**What you are asked to do:** Return exactly the span that opens with the line containing "the red manicured" and closes with the final line of the records, both included.

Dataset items
- Opening Delimiter -

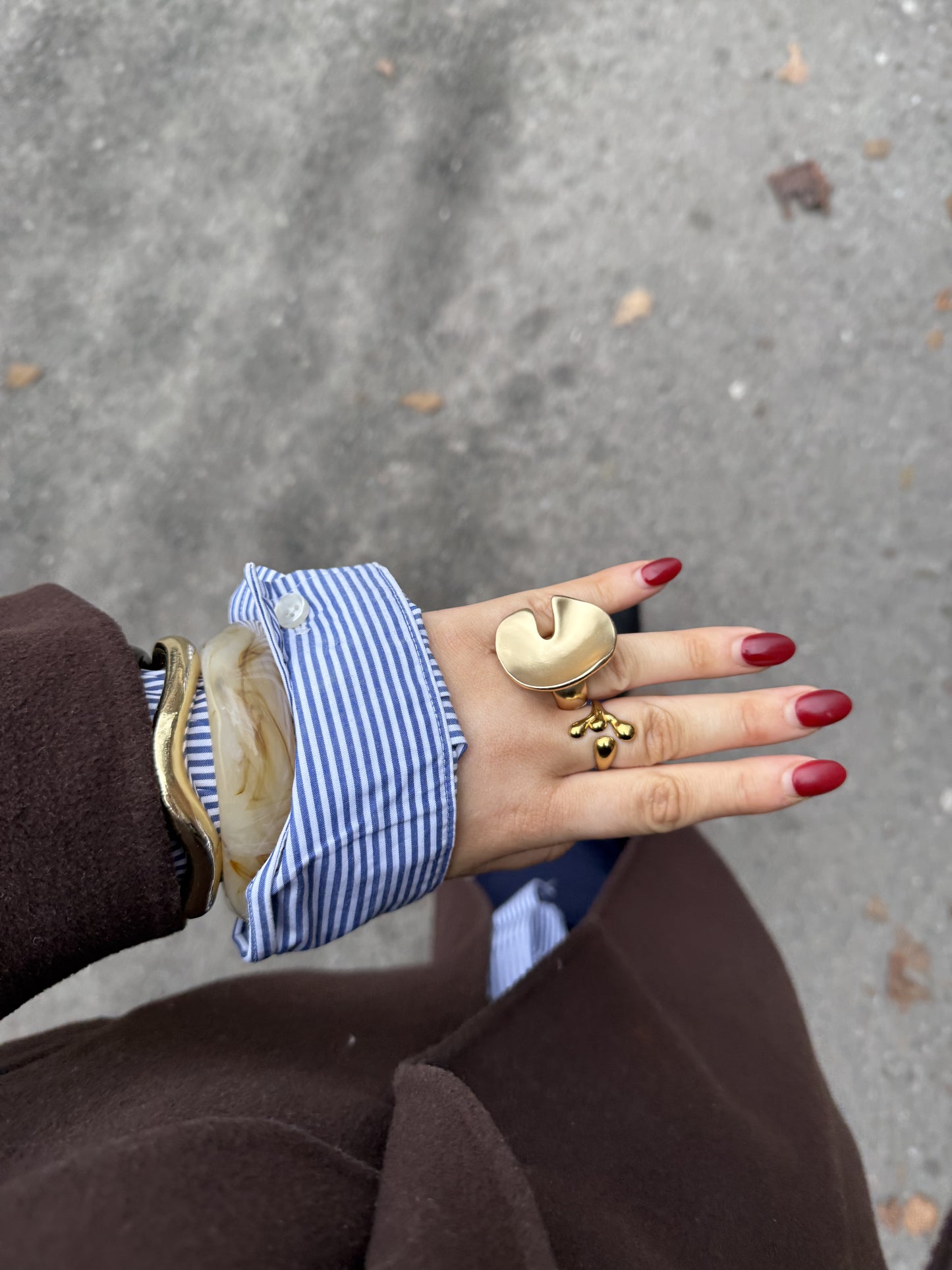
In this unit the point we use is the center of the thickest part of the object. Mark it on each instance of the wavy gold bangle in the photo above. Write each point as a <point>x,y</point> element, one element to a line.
<point>181,662</point>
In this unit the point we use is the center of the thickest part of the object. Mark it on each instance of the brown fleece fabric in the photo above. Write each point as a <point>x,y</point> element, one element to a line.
<point>646,1097</point>
<point>86,861</point>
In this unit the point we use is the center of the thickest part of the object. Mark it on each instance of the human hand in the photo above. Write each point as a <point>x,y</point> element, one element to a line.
<point>526,789</point>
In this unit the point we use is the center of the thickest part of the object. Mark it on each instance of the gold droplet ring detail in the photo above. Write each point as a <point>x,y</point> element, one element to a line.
<point>583,642</point>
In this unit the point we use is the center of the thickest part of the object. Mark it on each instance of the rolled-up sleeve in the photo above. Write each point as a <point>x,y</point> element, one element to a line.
<point>374,807</point>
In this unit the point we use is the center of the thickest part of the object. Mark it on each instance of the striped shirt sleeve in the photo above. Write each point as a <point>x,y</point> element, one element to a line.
<point>378,742</point>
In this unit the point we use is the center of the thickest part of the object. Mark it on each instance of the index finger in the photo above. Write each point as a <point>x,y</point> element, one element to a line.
<point>613,590</point>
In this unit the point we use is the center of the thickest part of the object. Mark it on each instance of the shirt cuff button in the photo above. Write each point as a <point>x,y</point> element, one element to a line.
<point>291,610</point>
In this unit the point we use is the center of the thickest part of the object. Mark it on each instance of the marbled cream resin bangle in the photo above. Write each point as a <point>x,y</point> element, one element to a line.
<point>253,746</point>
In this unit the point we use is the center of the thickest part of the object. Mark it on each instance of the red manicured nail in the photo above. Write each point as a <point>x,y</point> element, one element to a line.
<point>820,776</point>
<point>767,649</point>
<point>659,572</point>
<point>820,709</point>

- Closing Delimiter -

**Answer to the problem:**
In this unit the point we use is the center of the thickest part of the object. Mark it on each instance of the red manicured nail in the photo above. Write each point as a <point>x,y</point> element, one element to a line.
<point>820,776</point>
<point>767,649</point>
<point>659,572</point>
<point>820,709</point>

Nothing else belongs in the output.